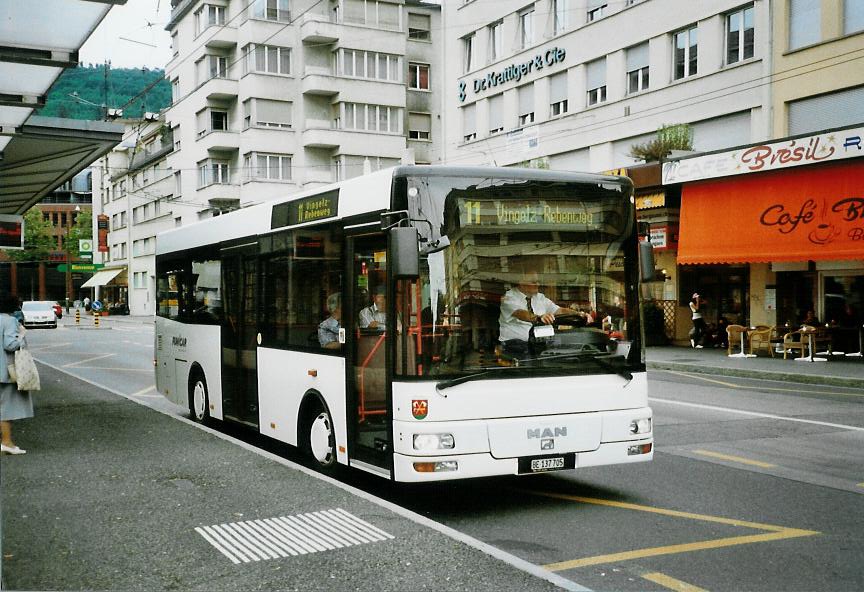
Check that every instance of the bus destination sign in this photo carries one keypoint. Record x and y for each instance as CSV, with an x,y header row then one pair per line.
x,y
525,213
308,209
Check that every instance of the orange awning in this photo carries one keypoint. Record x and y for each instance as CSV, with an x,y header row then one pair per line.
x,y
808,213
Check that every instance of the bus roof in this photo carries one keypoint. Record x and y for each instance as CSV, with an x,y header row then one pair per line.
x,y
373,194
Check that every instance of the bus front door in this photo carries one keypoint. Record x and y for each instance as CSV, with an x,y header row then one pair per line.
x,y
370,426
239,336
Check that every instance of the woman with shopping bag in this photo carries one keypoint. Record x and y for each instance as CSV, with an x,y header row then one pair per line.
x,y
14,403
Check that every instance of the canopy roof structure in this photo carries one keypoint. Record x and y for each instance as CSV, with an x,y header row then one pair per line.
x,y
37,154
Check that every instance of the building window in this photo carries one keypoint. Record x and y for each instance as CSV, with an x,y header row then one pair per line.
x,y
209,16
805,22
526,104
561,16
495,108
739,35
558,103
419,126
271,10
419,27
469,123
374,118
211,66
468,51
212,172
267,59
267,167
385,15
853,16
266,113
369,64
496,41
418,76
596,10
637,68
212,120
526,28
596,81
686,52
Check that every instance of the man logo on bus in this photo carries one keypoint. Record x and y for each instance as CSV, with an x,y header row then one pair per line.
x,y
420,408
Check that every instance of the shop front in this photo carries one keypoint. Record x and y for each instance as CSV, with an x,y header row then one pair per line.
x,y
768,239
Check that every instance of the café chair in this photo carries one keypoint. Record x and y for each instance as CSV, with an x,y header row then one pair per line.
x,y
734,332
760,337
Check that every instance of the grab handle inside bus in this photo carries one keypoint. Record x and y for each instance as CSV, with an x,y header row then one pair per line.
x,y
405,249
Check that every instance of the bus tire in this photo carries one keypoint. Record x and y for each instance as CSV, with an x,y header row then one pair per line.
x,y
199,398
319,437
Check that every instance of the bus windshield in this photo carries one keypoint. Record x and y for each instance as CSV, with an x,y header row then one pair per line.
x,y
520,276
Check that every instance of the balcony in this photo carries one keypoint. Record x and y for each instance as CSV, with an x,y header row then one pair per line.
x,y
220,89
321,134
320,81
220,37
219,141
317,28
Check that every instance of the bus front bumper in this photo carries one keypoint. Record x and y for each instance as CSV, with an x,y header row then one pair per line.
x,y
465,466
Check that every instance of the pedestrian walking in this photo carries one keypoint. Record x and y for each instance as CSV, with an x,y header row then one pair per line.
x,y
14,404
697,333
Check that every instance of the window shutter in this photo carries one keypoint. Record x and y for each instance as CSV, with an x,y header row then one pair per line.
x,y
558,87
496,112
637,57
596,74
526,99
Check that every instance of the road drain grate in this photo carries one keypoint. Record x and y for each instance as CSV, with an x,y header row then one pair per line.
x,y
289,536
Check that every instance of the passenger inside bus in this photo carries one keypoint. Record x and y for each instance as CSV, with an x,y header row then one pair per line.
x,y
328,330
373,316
= = = = = = =
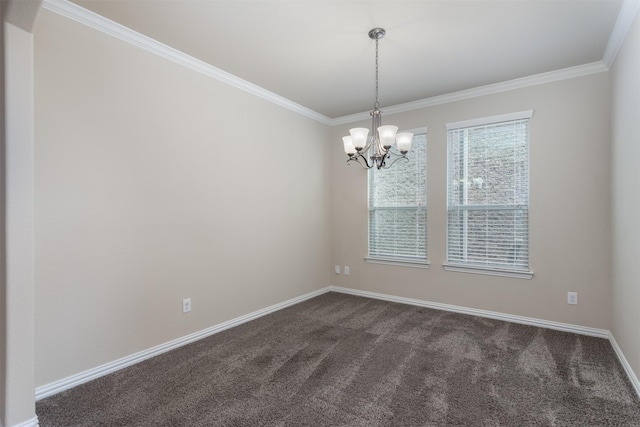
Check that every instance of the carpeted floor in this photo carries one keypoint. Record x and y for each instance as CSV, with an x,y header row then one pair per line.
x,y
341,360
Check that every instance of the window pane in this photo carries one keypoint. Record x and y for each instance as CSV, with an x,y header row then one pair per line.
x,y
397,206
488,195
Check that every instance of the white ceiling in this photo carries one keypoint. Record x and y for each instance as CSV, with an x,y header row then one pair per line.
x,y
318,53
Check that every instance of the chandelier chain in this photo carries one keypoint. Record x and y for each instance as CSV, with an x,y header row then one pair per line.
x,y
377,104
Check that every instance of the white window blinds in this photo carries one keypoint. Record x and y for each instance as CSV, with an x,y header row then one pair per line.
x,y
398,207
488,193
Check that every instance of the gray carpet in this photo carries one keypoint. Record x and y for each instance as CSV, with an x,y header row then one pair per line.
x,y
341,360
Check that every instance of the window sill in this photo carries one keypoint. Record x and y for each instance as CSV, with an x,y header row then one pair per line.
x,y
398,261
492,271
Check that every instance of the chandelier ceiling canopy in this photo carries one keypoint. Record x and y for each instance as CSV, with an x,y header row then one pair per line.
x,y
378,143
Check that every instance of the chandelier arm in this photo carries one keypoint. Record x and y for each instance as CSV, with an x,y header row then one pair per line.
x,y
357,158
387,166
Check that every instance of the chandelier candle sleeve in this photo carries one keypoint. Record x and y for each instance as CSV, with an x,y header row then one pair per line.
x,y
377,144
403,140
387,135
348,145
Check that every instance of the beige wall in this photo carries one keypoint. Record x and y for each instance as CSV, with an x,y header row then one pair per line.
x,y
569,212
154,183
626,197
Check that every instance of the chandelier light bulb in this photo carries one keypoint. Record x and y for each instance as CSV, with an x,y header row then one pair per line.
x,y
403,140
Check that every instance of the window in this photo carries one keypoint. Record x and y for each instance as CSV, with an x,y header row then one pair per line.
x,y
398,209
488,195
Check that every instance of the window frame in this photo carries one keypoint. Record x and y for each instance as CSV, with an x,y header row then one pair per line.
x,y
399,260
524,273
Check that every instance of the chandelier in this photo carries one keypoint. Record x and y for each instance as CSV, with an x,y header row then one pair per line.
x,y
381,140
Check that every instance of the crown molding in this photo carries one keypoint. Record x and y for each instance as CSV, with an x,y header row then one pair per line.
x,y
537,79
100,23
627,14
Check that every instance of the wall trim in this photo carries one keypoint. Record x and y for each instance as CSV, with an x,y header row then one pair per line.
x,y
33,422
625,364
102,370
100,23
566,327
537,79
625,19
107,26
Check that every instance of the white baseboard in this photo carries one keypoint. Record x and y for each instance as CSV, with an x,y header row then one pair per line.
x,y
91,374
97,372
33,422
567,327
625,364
= = = = = = =
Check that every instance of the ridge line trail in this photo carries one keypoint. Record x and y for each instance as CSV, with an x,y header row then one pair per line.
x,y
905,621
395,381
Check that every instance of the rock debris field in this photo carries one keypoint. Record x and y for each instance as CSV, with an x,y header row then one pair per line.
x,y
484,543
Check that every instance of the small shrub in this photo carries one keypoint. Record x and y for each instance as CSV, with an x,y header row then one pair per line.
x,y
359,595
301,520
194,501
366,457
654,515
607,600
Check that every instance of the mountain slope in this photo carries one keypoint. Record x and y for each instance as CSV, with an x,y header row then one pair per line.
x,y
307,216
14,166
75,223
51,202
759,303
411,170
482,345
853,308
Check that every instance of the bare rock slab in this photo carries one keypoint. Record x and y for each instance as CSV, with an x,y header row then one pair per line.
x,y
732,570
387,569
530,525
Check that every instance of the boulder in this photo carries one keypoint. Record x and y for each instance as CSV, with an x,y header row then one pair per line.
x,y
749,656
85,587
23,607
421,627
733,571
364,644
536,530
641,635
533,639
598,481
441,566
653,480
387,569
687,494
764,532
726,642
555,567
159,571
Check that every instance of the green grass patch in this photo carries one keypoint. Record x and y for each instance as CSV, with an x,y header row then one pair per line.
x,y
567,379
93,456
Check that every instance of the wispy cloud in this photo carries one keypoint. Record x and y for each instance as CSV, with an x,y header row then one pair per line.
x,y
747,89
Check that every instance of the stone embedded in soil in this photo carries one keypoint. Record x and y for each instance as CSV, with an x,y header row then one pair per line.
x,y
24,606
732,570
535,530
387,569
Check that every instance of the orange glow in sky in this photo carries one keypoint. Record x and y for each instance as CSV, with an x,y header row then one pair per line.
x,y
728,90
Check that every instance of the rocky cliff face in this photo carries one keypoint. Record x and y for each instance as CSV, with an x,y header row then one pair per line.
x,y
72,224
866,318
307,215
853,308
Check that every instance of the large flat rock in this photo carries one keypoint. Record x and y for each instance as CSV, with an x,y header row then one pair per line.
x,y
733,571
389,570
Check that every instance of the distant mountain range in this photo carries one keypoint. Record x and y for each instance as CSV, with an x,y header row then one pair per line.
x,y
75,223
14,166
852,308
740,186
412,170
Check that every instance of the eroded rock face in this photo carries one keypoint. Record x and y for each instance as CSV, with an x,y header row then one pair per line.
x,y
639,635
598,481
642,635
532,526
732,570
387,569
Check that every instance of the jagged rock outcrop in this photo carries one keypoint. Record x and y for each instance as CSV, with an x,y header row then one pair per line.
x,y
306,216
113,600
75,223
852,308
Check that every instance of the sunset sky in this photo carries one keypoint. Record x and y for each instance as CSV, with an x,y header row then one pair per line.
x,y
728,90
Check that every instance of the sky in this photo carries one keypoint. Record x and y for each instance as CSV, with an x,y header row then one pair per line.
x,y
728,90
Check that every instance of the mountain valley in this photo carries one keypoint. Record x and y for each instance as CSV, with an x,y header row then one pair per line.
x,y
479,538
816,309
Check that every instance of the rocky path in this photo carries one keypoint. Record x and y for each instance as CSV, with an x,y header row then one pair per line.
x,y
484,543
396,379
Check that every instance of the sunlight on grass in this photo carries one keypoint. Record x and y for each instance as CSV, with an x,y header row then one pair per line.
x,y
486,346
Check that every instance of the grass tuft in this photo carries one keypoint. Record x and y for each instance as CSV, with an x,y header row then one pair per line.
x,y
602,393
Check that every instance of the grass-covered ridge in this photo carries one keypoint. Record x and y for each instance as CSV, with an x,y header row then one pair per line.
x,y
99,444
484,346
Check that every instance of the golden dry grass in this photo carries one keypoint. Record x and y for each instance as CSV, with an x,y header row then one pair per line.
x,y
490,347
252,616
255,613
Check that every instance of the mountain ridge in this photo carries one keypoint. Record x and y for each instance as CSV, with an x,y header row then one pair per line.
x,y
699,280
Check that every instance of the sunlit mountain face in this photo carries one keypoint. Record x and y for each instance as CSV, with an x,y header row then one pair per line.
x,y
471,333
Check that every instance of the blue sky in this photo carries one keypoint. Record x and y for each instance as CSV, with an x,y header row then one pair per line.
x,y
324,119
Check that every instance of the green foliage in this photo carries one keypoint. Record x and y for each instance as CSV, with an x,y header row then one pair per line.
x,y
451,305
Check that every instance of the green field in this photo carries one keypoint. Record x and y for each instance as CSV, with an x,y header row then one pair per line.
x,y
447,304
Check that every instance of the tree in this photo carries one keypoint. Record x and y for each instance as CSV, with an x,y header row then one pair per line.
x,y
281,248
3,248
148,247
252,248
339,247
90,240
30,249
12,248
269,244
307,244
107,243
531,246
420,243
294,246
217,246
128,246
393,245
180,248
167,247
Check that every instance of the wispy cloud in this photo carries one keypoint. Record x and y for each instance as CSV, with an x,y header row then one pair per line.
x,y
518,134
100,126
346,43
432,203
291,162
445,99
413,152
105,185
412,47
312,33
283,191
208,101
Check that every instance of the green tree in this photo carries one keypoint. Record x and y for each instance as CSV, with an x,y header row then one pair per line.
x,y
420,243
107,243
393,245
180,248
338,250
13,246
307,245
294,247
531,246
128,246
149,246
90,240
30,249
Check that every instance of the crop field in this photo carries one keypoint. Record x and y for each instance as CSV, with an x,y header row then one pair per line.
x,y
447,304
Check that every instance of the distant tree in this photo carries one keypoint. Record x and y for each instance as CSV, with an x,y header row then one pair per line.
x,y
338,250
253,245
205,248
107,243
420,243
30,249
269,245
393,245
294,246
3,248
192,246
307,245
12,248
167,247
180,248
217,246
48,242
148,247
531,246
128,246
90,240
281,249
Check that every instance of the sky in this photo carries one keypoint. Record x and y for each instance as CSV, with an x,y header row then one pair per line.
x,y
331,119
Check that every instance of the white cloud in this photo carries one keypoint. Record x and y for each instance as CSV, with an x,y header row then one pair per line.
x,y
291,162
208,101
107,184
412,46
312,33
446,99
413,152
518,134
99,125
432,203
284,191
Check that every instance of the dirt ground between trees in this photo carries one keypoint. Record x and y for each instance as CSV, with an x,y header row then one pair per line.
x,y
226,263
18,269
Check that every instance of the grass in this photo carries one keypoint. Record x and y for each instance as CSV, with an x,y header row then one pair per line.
= = = = = = =
Pull out each line above that contains the word "trail", and count only matches with the same capitalization.

Check that every instance of the ridge line trail in this photo carries one keypoint. Record x and y for each instance as CSV, with an x,y header row then one pair per line.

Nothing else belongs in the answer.